What you need to do: How many of the lines below contain the word "arched"? Reply with the number alone.
=== Entries supplied ===
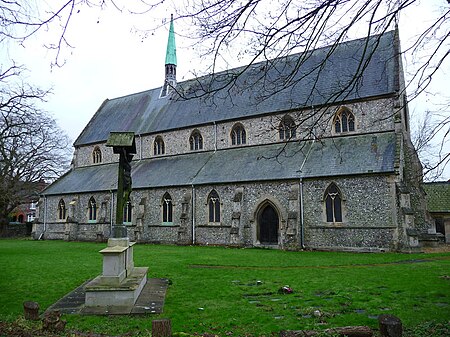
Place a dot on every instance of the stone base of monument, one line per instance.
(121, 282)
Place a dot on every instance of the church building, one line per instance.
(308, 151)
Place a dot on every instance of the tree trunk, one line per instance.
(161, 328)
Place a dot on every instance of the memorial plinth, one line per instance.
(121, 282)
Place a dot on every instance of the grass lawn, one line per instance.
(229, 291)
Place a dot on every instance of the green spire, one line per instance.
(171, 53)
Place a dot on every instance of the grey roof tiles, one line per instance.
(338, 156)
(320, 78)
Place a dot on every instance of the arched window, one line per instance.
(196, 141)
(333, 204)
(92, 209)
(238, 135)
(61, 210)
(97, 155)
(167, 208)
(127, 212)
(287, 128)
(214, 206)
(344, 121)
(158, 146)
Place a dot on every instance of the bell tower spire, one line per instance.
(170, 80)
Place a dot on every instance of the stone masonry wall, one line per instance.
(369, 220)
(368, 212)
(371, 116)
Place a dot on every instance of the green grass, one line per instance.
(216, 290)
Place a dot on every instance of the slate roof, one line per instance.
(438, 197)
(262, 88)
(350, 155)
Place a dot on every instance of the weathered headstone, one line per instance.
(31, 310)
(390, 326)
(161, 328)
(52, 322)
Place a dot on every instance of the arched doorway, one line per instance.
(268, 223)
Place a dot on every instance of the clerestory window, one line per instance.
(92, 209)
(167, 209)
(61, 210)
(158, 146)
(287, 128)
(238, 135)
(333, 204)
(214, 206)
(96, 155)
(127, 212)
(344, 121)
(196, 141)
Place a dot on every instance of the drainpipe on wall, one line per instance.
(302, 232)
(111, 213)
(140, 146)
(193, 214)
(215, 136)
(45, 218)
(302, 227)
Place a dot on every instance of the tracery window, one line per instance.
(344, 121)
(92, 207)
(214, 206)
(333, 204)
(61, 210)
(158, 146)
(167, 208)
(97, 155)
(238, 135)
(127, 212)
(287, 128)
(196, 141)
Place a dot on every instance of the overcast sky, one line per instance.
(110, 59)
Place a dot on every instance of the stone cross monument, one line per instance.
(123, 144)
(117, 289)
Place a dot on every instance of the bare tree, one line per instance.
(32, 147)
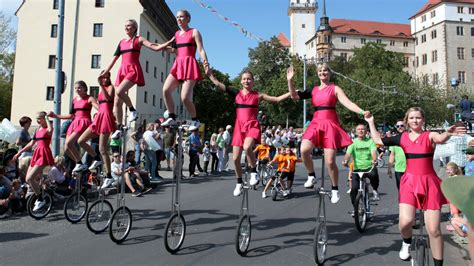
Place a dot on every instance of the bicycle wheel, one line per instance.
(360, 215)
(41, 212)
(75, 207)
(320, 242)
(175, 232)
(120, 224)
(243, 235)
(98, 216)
===
=== Entries supplied ===
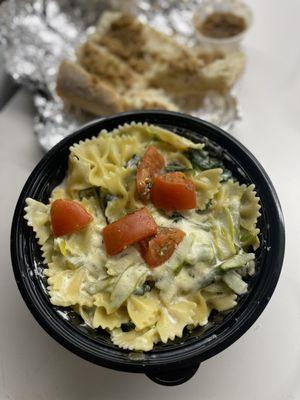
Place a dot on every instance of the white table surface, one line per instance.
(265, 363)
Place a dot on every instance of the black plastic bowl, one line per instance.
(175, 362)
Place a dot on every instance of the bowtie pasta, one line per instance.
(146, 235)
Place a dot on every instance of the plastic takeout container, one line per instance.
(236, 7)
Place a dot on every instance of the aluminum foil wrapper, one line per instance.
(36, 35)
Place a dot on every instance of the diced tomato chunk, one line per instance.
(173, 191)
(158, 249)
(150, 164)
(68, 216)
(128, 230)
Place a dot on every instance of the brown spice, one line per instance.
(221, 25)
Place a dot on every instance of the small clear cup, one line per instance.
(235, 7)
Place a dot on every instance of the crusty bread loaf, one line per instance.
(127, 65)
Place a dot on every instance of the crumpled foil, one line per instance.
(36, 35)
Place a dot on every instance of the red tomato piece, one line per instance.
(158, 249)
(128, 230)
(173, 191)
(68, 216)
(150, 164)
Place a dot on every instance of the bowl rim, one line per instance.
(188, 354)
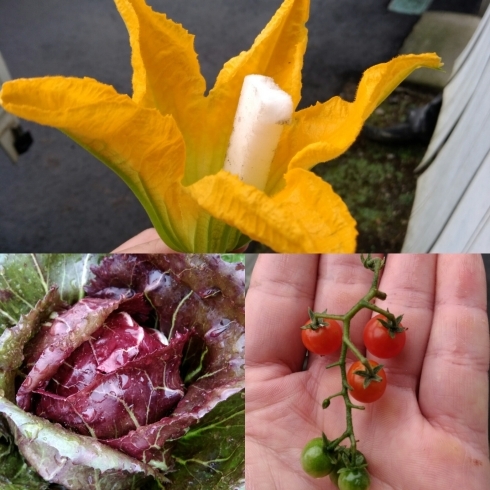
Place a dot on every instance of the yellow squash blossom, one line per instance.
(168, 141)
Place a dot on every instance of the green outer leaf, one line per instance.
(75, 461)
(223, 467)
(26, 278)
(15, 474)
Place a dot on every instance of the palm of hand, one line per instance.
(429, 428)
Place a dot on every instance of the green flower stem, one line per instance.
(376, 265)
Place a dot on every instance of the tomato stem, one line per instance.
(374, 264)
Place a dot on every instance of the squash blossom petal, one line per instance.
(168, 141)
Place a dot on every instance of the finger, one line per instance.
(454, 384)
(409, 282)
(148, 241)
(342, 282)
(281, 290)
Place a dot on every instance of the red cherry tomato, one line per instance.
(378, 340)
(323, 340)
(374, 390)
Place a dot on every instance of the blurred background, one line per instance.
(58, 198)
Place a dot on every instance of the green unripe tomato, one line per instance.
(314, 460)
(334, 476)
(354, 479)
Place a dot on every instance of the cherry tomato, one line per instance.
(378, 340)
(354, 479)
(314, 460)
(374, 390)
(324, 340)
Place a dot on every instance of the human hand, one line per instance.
===
The answer: 2